Instructions:
1. List every web address given in the MOOC text below.
2. Reproduce word for word the part of the MOOC text that opens with the words containing "MOOC stands for" and closes with "really damned cool.".

Page text:
===

MOOC stands for "Massively Online Open Course". MOOCs are the Big New Thing in higher education these days ... and they're actually really damned cool.
These are online courses offered by professors at schools like MIT, Ohio State University, and other institutions big and small. Any student anywhere in the world (provided he or she has a sufficiently robust Internet connection, of course) can sign up for a MOOC for free. Tens of thousands of students might enroll in a single course, thus the "massive" part of the title.
Most MOOCs don't offer transferrable college credit (some do, and more will in the future because of demand) but the idea here is that you get to learn about something you're interested in from someone who is enthusiastic to teach it. As with any other endeavor, what you get out of a MOOC is almost entirely dependent on what you're willing to put into it.
For instance, did you avoid calculus in high school for fear of getting a bad grade? Have you regretted that decision because all your scientist friends now think you're a lightweight? Then take MOOCulus and earn your intellectual bragging rights. Mathematical!
But maybe calculus isn't your idea of a fun education experience. Maybe you're more interested in something creative, like digital storytelling? Then check out DS106, which has spilled out of its laboratory at the University of Mary Washington and thrives all across the Web.
There are several sites you can visit to discover, sign up for and access MOOCs. My favorite is Coursera at https://www.coursera.org. 62 universities collaborate with Coursera to offer over 300 courses; at present, over three million people are taking classes through their system on a wide array of topics, including engineering, art, literature, medicine, biology, social sciences, mathematics, business, and computer science. The courses themselves are free, but for the courses that offer credit or certificates, a fee must be paid to obtain that credential.
Another option is Udacity at https://www.udacity.com, which at present has a smaller pool of courses than Coursera. Udacity's MOOCs are free, but as with Coursera, students seeking formal college credit will need to pay for the credential.
A third good MOOC provider is edX at https://www.edx.org. edX was begun as a collaboration between MIT and Harvard and is a not-for-profit enterprise. The system now offers free courses from those universities plus Berkeley, the University of Texas, McGill, Australian National University, Wellesley, Georgetown University, the University of Toronto, EPFL, Delft University of Technology, and Rice University.
You can find other resources at the Massive Open Online Courses Guide and Affordable Online Learning.

===

Information:

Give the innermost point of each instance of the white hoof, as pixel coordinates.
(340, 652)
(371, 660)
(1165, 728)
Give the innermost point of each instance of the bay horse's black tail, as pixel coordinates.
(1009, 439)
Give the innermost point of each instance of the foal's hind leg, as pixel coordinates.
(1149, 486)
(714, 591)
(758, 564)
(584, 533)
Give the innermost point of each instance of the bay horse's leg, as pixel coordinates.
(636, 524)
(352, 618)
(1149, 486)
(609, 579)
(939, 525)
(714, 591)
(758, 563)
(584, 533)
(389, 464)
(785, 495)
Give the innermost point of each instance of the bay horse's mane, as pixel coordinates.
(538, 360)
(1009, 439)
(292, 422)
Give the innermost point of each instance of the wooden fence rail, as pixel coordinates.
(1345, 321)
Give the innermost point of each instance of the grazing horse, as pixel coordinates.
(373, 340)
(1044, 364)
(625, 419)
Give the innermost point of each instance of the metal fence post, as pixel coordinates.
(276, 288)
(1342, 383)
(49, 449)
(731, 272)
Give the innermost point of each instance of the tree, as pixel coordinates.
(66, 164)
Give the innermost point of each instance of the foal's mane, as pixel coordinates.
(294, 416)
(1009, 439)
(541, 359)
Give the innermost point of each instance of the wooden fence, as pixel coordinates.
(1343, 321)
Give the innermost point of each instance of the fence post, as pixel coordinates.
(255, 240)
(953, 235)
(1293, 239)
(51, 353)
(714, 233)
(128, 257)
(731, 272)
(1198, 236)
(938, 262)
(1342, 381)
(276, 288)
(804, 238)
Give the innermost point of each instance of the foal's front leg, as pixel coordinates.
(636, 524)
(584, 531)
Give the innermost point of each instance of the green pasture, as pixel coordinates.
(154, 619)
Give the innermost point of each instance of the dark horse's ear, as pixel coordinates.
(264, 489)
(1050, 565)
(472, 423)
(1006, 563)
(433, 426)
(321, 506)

===

Results of the exercise:
1.
https://www.coursera.org
https://www.udacity.com
https://www.edx.org

2.
MOOC stands for "Massively Online Open Course". MOOCs are the Big New Thing in higher education these days ... and they're actually really damned cool.